- Consegne:
a) Rispondi a queste domande sul testo sui chip:
(i) Quanti elettrodi hanno le celle studiate dagli scienziati, e quanti ne hanno invece i transistor?
(ii) Quali metalli di transizione vengono citati come esempio?
(iii) Quale problema resta irrisolto con le memorie flash a celle multilivello?
b) Prosegui il testo sui chip a partire dalla sua ultima frase.

- Testo estratto:
____________________
I chip in commercio ora si basano sul calcolo binario (funzionano come transistor, minuscoli interruttori elettrici, che permettono due diversi livelli di tensione elettrica espressi con 1 e 0, ossia accesso o spento) ed è almeno una trentina d’anni che gli sviluppatori di processori e microprocessori cercano strade efficaci per velocizzare i calcoli basati su questo sistema. Parallelamente all’aumento delle prestazioni dei processori, si sono sviluppati i chip di memoria, in particolare quelli basati su tecnologia flash che però sono ancorati al concetto di transistor. Nelle più avanzate memorie flash ogni transistor è in grado di ‘ospitare’ celle di memoria multilivello permettendo così di registrare il valore di più bit attraverso un solo transistor. Innovazione che ha permesso di raggiungere notevoli prestazioni in termini di velocità e di poter utilizzare queste memorie nelle operazioni di scrittura-lettura dei dati e della loro memorizzazione (essendo memorie non volatili) ma che non risolve i problemi di latenza che si creano quando i dati devono passare dalla memoria al processore.
Anupam Chattopadhyay, della Nanyang Technological University di Singapore, Rainer Waser, della RWTH Aachen University in Germania e Vikas Rana del centro di ricerca Jülich, sempre in Germania, hanno voluto abbandonare il concetto stesso di transistor per studiare e sviluppare un chip in grado di fungere sia da processore sia da memoria. I chip sui quali stanno lavorando sono composti da piccole celle di materiale commutabile elettricamente, solitamente ossidi di metalli di transizione (come titanio e afnio) che cambiano il loro stato di resistenza elettrica in base agli impulsi di carica che passano attraverso di essi per via degli elettrodi (nelle celle su cui stanno lavorando gli scienziati ci sono due elettrodi, a differenza dei transistor che ne contano tre). A stimolare il cambio di resistenza elettrica è il passaggio, nell’ossido di metallo, di ioni di ossigeno che rimangono nella cella anche quando si perde o si spegne l’elettricità consentendo così alla cella di fungere anche da archivio di dati/memoria (non solo, il controllo degli ioni richiede molta meno energia rispetto al controllo degli elettroni nei transistor facendo così in modo che questi chip richiedano molta meno potenza rispetto ai chip “antenati”)
____________________
- Voci elencate:

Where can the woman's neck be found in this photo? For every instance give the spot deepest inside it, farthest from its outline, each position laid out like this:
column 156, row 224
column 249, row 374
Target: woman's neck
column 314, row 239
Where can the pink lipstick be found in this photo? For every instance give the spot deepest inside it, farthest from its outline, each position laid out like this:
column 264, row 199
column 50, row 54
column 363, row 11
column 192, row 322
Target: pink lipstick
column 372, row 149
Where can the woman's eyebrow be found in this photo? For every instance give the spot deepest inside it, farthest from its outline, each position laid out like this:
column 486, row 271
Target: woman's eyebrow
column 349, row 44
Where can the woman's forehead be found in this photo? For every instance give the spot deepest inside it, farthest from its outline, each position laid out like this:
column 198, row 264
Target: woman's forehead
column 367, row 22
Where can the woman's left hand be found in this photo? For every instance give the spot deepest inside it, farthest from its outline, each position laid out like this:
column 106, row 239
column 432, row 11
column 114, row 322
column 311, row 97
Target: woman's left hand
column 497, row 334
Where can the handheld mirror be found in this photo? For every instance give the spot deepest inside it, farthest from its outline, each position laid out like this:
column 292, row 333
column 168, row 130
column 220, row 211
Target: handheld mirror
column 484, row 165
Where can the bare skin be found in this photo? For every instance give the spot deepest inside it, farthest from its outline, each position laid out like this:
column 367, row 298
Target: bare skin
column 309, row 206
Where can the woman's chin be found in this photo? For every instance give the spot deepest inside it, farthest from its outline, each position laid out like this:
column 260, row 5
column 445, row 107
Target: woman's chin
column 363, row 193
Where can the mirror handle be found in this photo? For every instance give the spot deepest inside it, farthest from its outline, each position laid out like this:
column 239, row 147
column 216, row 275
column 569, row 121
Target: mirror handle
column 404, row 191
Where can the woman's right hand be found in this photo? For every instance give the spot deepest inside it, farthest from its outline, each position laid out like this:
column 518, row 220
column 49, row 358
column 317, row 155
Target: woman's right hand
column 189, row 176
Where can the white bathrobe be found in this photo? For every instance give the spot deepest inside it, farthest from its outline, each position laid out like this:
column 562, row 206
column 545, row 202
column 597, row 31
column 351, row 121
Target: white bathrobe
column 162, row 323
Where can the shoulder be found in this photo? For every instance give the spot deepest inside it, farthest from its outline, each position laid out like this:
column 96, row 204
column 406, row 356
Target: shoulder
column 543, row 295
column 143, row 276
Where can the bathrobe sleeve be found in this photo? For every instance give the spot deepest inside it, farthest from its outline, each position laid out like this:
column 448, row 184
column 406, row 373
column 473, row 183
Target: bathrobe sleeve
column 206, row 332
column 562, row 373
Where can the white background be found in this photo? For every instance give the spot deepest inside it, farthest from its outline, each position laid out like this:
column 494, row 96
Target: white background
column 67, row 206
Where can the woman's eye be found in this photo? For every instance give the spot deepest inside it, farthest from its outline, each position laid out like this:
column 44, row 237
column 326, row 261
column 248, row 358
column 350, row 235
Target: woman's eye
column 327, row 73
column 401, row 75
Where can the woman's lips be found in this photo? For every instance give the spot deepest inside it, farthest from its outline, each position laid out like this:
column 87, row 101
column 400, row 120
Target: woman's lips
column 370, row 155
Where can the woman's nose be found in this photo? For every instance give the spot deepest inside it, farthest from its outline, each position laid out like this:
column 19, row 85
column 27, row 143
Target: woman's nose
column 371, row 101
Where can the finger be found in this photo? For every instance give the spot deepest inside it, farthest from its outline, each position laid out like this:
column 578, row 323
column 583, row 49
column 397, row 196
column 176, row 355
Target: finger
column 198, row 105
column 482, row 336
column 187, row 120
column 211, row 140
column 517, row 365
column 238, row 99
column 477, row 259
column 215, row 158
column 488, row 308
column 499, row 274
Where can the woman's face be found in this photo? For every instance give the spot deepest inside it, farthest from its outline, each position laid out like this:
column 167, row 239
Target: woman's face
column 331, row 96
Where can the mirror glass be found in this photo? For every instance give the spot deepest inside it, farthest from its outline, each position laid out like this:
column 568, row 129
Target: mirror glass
____________________
- Risposte:
a)
(i) Le celle hanno due elettrodi, i transistor tre.
(ii) Il titanio e l'afnio.
(iii) I problemi di latenza che nascono quando i dati devono passare dalla memoria al processore.

b)
Questo tipo di memorie, chiamate ReRAM, sono ancora in fase di studio ma gli scienziati che vi stanno lavorando pensano che abbiano enormi potenzialità per fungere anche da processori. A differenza dei transistor, sostengono i ricercatori, una cella ReRAM è in grado di ‘reggere’ più di un semplice interruttore ‘on-off’ (1-0), può essere progettata per avere differenti livelli di resistenza ognuno dei quali rappresenta un numero. Oggi i ricercatori hanno sviluppato un chip con tre livelli di resistenza che corrispondono a 3 stati (0,1 e 2) attraverso i quali è possibile memorizzare più dati in uno spazio più piccolo (microchip) ma non escludono che in futuro questi stati possano aumentare.
Sulla rivista scientifica Scientific Reports – Nature, i professori Chattopadhyay, Waser e Rana hanno descritto i risultati della loro ricerca sul calcolo ternario ma hanno anche esposto i limiti attuali di questi chip. Al di là degli aspetti commerciali (non è poi così facile, ad oggi, sviluppare chip di questo tipo), queste nuove tecnologie non sarebbero in grado di funzionare con i sistemi operativi ed i software odierni (basati ovviamente sul calcolo binario). Non solo, chip che agiscono contemporaneamente da processore e memoria operano ad un tasso di megahertz (milioni di cicli al secondo) e non di gigahertz (miliardi di cicli al secondo) come i più moderni processori attualmente in commercio. Tuttavia, operare ad una frequenza di megahertz potrebbe essere sufficiente per molte applicazioni, soprattutto dove la miniaturizzazione offre un vantaggio (per esempio nei piccoli dispositivi); se poi consideriamo anche il loro basso consumo potrebbero presto trovare spazio in prodotti come sensori, wearable device, dispositivi medici indossabili, ecc.